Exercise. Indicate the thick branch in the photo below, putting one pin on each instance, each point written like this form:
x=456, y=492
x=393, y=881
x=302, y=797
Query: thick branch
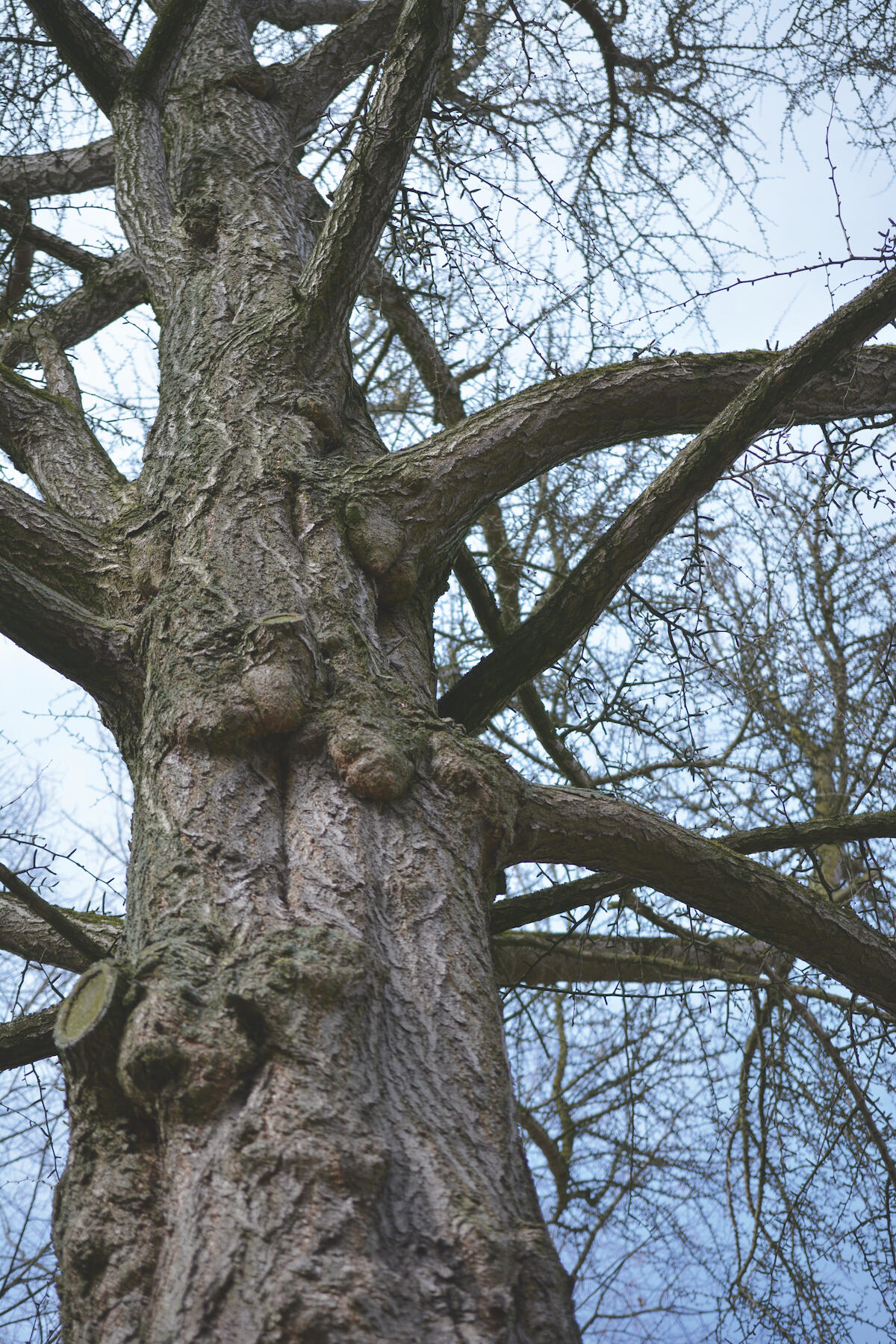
x=555, y=900
x=164, y=47
x=60, y=921
x=87, y=47
x=47, y=438
x=442, y=485
x=393, y=302
x=312, y=82
x=568, y=826
x=69, y=253
x=364, y=198
x=60, y=172
x=292, y=15
x=111, y=290
x=28, y=936
x=805, y=835
x=590, y=892
x=66, y=636
x=579, y=600
x=25, y=1041
x=448, y=408
x=546, y=959
x=50, y=546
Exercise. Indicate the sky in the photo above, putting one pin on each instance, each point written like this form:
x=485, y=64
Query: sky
x=798, y=208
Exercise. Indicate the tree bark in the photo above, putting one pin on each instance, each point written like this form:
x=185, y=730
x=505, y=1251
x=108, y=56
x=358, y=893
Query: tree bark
x=290, y=1104
x=293, y=1120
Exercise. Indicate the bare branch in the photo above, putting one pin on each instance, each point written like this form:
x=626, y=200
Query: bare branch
x=28, y=936
x=111, y=290
x=65, y=635
x=18, y=222
x=25, y=1041
x=806, y=835
x=453, y=476
x=164, y=47
x=85, y=43
x=546, y=959
x=57, y=920
x=393, y=302
x=47, y=438
x=591, y=892
x=311, y=84
x=69, y=253
x=568, y=826
x=581, y=598
x=555, y=900
x=50, y=546
x=60, y=171
x=292, y=15
x=363, y=201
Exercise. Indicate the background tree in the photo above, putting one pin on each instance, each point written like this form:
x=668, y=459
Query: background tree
x=287, y=1088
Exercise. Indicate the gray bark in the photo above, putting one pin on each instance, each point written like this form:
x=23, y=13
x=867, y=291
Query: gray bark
x=290, y=1109
x=293, y=1120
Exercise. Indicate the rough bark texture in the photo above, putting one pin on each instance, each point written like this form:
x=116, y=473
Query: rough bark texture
x=290, y=1109
x=294, y=1121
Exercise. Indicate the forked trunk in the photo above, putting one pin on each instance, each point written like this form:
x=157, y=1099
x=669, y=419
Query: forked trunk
x=293, y=1120
x=309, y=1135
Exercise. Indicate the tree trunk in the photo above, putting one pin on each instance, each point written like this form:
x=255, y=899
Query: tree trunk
x=309, y=1133
x=296, y=1120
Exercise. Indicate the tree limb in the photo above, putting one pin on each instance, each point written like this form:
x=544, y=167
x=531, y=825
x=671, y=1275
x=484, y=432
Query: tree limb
x=87, y=47
x=164, y=47
x=586, y=591
x=394, y=305
x=555, y=900
x=47, y=438
x=111, y=290
x=311, y=82
x=806, y=835
x=364, y=198
x=292, y=15
x=27, y=1039
x=69, y=638
x=453, y=476
x=57, y=920
x=564, y=897
x=28, y=936
x=544, y=959
x=570, y=826
x=60, y=172
x=52, y=547
x=19, y=276
x=69, y=253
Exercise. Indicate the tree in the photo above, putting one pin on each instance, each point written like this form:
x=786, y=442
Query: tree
x=287, y=1086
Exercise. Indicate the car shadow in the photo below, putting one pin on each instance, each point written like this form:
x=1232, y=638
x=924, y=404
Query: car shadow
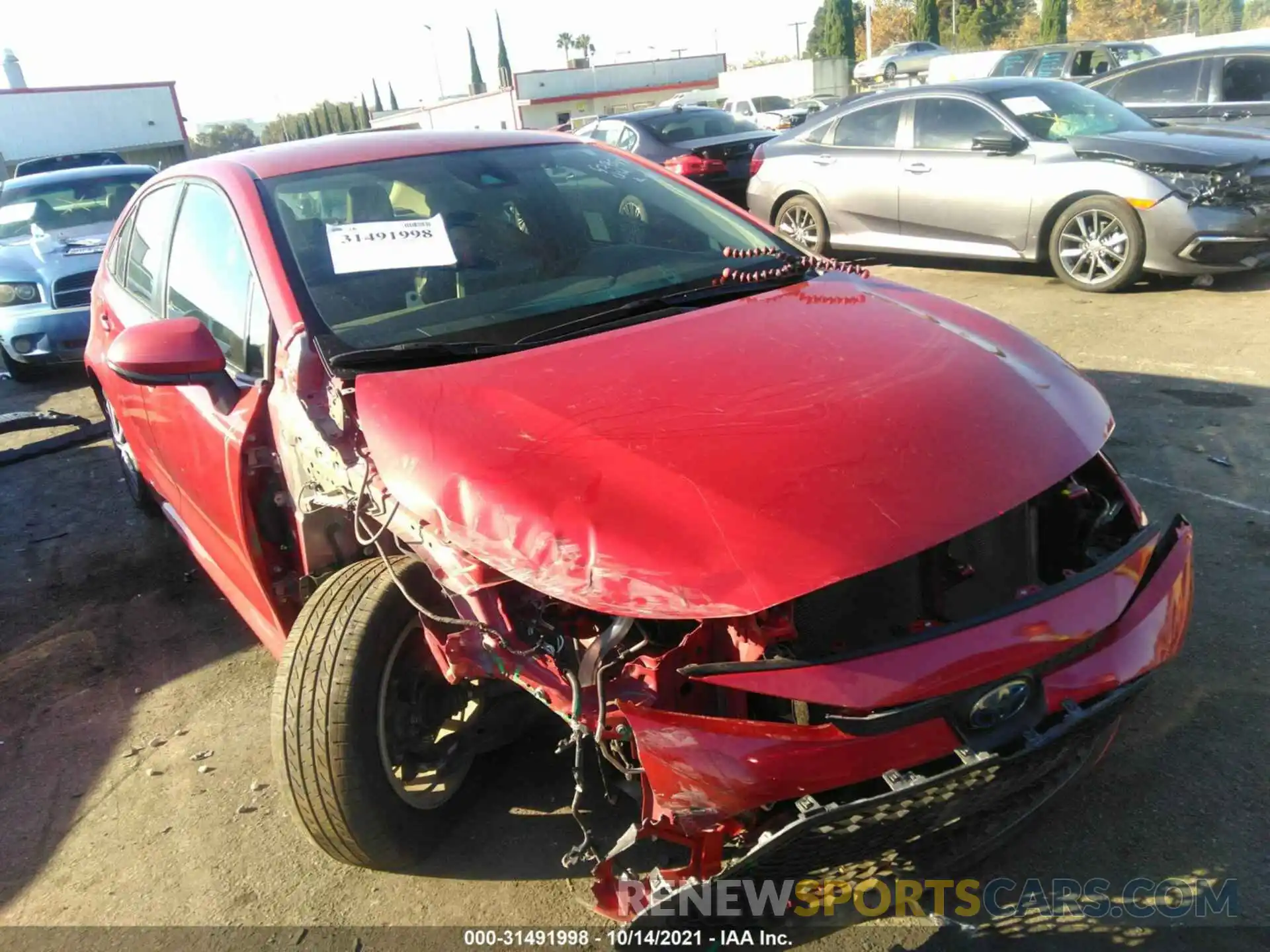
x=101, y=611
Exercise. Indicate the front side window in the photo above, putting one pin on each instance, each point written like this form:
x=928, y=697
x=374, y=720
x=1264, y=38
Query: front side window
x=1057, y=111
x=1162, y=83
x=1050, y=65
x=210, y=274
x=493, y=245
x=952, y=124
x=1246, y=79
x=150, y=229
x=873, y=127
x=66, y=205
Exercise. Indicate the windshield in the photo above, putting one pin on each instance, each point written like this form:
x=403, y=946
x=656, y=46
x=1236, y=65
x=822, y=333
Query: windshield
x=1132, y=52
x=697, y=124
x=65, y=205
x=1057, y=111
x=494, y=245
x=765, y=104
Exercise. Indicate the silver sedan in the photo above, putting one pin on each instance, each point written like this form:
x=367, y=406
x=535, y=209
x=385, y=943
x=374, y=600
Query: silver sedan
x=1020, y=169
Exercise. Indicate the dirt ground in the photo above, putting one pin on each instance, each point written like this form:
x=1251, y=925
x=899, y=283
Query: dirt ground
x=108, y=643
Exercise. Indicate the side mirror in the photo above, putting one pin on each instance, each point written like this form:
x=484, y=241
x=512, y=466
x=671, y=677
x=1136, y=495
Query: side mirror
x=999, y=143
x=167, y=353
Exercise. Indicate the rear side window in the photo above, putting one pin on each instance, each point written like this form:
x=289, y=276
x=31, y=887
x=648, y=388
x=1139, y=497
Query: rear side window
x=150, y=231
x=873, y=127
x=1161, y=83
x=1246, y=79
x=1014, y=63
x=210, y=274
x=1050, y=65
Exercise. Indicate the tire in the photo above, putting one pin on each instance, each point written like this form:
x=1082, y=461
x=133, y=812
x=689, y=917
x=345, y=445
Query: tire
x=139, y=491
x=802, y=221
x=1097, y=244
x=327, y=724
x=17, y=370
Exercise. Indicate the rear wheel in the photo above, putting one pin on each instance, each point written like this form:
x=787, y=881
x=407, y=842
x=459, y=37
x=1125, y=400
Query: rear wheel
x=802, y=221
x=1097, y=244
x=370, y=740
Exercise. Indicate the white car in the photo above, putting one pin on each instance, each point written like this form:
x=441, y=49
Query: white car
x=769, y=112
x=908, y=59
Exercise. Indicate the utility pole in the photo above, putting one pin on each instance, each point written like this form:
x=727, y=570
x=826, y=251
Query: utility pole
x=436, y=63
x=798, y=44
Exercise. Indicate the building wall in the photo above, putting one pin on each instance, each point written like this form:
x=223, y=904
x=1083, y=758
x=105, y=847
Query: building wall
x=568, y=84
x=40, y=122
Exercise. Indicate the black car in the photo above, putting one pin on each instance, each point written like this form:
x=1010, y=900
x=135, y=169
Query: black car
x=1205, y=87
x=709, y=146
x=1071, y=60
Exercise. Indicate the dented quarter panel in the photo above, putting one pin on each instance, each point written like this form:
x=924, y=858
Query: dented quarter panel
x=722, y=461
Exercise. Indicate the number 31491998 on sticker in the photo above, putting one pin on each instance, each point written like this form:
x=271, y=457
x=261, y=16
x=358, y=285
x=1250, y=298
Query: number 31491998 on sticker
x=380, y=245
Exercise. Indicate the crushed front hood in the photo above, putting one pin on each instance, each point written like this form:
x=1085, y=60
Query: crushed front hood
x=722, y=461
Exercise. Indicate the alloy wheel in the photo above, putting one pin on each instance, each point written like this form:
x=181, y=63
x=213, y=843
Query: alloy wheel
x=1094, y=247
x=799, y=225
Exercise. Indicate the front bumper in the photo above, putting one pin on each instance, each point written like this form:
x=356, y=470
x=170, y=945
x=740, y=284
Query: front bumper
x=1184, y=239
x=37, y=334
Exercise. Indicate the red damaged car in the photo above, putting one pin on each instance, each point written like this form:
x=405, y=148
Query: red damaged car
x=816, y=565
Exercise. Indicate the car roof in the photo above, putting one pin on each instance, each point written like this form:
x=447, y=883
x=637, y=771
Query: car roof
x=366, y=146
x=84, y=173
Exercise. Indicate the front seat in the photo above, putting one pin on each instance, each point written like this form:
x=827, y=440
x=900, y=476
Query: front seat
x=368, y=204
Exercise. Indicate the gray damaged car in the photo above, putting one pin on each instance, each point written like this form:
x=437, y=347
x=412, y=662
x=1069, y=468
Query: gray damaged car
x=52, y=231
x=1020, y=169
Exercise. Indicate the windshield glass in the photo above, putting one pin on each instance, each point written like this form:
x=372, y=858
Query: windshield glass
x=697, y=124
x=497, y=244
x=765, y=104
x=1058, y=111
x=65, y=205
x=1133, y=52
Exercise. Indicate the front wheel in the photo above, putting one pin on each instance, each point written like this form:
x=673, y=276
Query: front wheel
x=803, y=222
x=1097, y=244
x=370, y=740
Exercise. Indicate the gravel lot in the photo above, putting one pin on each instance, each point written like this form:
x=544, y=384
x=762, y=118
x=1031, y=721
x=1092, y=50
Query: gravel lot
x=107, y=644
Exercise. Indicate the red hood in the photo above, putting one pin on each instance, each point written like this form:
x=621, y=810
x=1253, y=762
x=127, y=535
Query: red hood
x=726, y=460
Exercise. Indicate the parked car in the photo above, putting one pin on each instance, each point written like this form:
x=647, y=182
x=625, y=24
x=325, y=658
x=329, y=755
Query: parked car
x=1071, y=60
x=775, y=551
x=1020, y=169
x=709, y=146
x=52, y=230
x=908, y=59
x=1226, y=88
x=767, y=112
x=56, y=163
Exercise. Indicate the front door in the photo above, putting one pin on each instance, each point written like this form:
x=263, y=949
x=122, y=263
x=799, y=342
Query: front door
x=207, y=437
x=955, y=200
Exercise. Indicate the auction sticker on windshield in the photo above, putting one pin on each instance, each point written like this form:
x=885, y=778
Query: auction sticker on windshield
x=380, y=245
x=1025, y=106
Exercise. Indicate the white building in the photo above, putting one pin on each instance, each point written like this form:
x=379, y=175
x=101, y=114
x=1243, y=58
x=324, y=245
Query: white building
x=544, y=99
x=140, y=121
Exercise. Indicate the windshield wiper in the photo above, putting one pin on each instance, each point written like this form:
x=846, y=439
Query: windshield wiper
x=643, y=306
x=412, y=352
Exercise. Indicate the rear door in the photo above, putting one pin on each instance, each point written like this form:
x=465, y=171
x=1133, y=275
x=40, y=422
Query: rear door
x=1241, y=91
x=954, y=198
x=1174, y=93
x=128, y=296
x=857, y=172
x=207, y=436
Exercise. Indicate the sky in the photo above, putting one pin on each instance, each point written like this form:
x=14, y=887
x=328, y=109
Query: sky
x=254, y=59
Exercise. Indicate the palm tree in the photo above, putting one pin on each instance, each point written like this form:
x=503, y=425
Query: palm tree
x=566, y=42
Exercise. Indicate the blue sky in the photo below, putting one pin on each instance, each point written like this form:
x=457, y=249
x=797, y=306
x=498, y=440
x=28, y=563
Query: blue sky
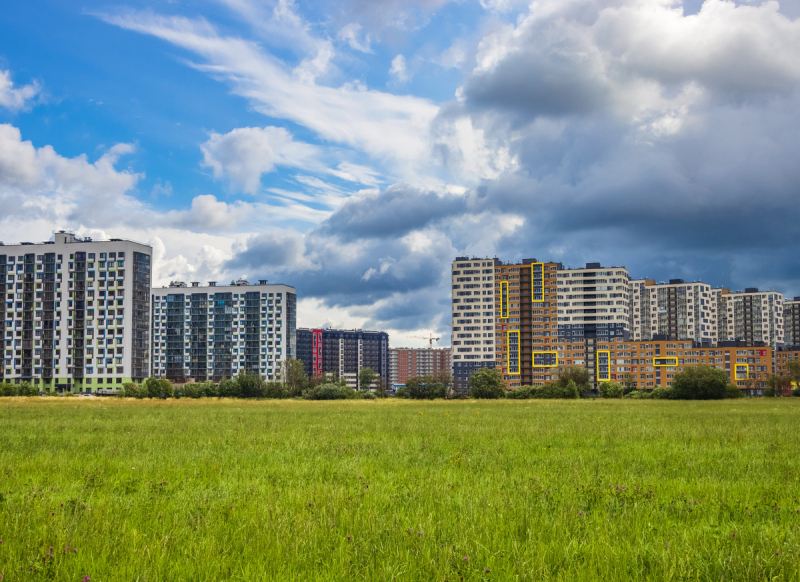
x=354, y=148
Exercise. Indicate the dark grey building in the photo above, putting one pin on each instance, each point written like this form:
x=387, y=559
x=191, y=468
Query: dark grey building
x=343, y=353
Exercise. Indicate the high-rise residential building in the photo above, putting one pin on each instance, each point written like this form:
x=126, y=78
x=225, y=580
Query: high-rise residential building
x=343, y=353
x=526, y=321
x=791, y=322
x=216, y=332
x=405, y=363
x=675, y=311
x=651, y=363
x=473, y=303
x=593, y=302
x=753, y=316
x=77, y=313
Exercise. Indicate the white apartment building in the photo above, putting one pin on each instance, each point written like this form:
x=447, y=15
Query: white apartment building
x=593, y=302
x=753, y=316
x=472, y=287
x=791, y=322
x=674, y=311
x=216, y=332
x=77, y=313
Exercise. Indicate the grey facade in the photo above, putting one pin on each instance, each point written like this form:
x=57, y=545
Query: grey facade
x=216, y=332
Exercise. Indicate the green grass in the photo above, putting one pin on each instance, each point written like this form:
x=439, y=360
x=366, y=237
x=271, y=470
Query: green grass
x=539, y=490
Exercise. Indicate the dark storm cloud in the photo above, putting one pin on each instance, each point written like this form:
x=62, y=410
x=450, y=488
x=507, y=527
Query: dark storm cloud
x=392, y=213
x=664, y=145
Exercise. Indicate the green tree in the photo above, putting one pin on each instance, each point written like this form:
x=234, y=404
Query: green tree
x=294, y=377
x=423, y=388
x=794, y=373
x=577, y=374
x=250, y=385
x=700, y=383
x=365, y=379
x=486, y=383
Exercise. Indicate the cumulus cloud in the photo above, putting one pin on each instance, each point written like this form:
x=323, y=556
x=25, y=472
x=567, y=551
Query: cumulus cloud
x=17, y=98
x=244, y=154
x=351, y=33
x=398, y=69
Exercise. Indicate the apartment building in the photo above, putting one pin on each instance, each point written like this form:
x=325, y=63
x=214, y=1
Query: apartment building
x=405, y=363
x=648, y=364
x=473, y=302
x=77, y=313
x=215, y=332
x=593, y=302
x=526, y=321
x=791, y=322
x=676, y=311
x=343, y=353
x=752, y=316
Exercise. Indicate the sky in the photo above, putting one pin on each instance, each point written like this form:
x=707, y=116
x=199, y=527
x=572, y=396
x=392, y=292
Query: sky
x=354, y=148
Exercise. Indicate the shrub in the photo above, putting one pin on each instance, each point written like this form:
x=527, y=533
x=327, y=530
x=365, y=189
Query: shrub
x=733, y=392
x=521, y=393
x=130, y=390
x=423, y=388
x=275, y=390
x=557, y=390
x=660, y=393
x=700, y=383
x=230, y=389
x=28, y=389
x=207, y=390
x=250, y=385
x=329, y=392
x=155, y=388
x=486, y=383
x=610, y=390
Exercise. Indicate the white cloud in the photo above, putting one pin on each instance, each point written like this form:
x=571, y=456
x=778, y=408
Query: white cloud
x=244, y=154
x=19, y=98
x=388, y=127
x=398, y=69
x=350, y=34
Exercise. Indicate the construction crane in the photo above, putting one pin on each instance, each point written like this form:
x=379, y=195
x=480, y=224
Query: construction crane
x=430, y=339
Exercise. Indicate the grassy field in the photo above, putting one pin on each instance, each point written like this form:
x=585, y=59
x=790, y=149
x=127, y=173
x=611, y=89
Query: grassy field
x=530, y=490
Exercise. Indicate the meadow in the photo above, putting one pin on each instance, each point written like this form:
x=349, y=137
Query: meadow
x=224, y=490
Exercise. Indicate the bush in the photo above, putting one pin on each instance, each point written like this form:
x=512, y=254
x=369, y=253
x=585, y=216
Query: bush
x=28, y=389
x=131, y=390
x=700, y=383
x=208, y=390
x=610, y=390
x=733, y=392
x=230, y=389
x=329, y=392
x=521, y=393
x=557, y=390
x=638, y=395
x=275, y=390
x=250, y=385
x=660, y=393
x=155, y=388
x=423, y=388
x=486, y=383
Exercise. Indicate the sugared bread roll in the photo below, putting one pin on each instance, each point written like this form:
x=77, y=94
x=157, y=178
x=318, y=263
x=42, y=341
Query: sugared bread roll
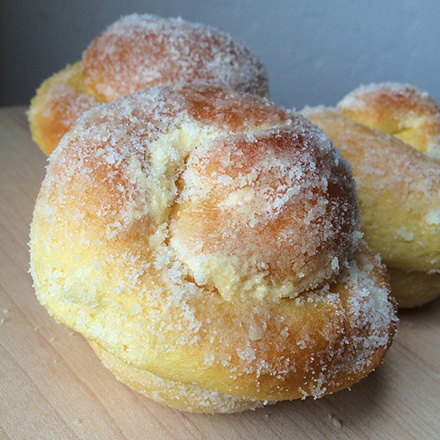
x=207, y=244
x=397, y=109
x=398, y=186
x=132, y=54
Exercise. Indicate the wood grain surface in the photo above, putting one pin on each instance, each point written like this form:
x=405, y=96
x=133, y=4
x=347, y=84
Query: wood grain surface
x=52, y=386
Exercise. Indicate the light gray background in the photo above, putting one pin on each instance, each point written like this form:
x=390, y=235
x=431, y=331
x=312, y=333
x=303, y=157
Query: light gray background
x=315, y=50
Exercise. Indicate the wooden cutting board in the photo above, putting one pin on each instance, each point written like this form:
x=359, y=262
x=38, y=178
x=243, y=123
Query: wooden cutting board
x=52, y=386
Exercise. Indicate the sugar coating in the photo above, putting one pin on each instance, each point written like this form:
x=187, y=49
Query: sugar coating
x=122, y=250
x=398, y=109
x=140, y=51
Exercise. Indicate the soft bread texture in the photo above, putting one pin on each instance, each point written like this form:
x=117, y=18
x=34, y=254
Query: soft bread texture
x=401, y=110
x=59, y=102
x=132, y=54
x=398, y=186
x=184, y=397
x=210, y=239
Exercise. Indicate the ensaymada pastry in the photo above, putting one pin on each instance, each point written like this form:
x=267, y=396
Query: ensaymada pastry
x=206, y=243
x=390, y=134
x=134, y=53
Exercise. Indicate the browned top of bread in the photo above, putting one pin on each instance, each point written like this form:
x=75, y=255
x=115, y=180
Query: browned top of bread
x=140, y=51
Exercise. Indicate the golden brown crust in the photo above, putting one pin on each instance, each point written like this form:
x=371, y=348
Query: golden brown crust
x=147, y=50
x=134, y=53
x=59, y=101
x=414, y=289
x=397, y=109
x=111, y=258
x=177, y=395
x=399, y=199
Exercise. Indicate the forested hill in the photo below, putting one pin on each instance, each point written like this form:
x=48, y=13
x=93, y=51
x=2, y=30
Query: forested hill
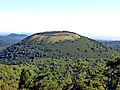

☆ ☆ ☆

# Task to complete
Lines starting at the one with "x=405, y=96" and ending at the last line of the entries above must be restated word for word, with pictures omitted.

# Completed exercise
x=405, y=96
x=133, y=4
x=347, y=84
Query: wood grain surface
x=52, y=386
Exercise. Indicate the light gray background in the photo above, putting one pin on each instance, each point written like this form:
x=390, y=235
x=431, y=331
x=312, y=333
x=303, y=157
Query: light gray background
x=315, y=50
Exercise. Indicate the wooden cutting board in the photo above, putting one pin on each instance, each point written like this form:
x=359, y=262
x=38, y=178
x=243, y=123
Query: wooden cutting board
x=52, y=386
Exercise. Indicate the sugar coating in the photo above, putting one pin on each instance, each point written like this form:
x=187, y=49
Query: sugar coating
x=122, y=250
x=398, y=109
x=140, y=51
Exercise. Indicate the soft bread texture in the photo above, putting one pin on each instance, each point written like this form:
x=117, y=18
x=34, y=254
Query: soft bread texture
x=401, y=110
x=59, y=102
x=132, y=54
x=398, y=186
x=184, y=397
x=210, y=239
Exercise. Indicate the ensaymada pastry in the photo above, putting one pin on each instance, each point written like this form:
x=267, y=396
Query: ensaymada pastry
x=206, y=243
x=390, y=134
x=134, y=53
Exercise. Indicate the browned top of bread in the photo above, putting one pin on each instance, each point written like this form:
x=75, y=255
x=115, y=180
Query: browned top of bread
x=140, y=51
Exercise. Indicate the golden brown crust in the photo above, putting one pin on each instance, each point written like this form:
x=371, y=348
Query: golden brown crust
x=147, y=50
x=134, y=53
x=59, y=101
x=414, y=289
x=397, y=109
x=111, y=258
x=177, y=395
x=399, y=199
Exercise. Indicate the forested hill in the photo below, putting one pin on each instance, each point written like this form:
x=48, y=13
x=93, y=51
x=2, y=30
Query: forested hill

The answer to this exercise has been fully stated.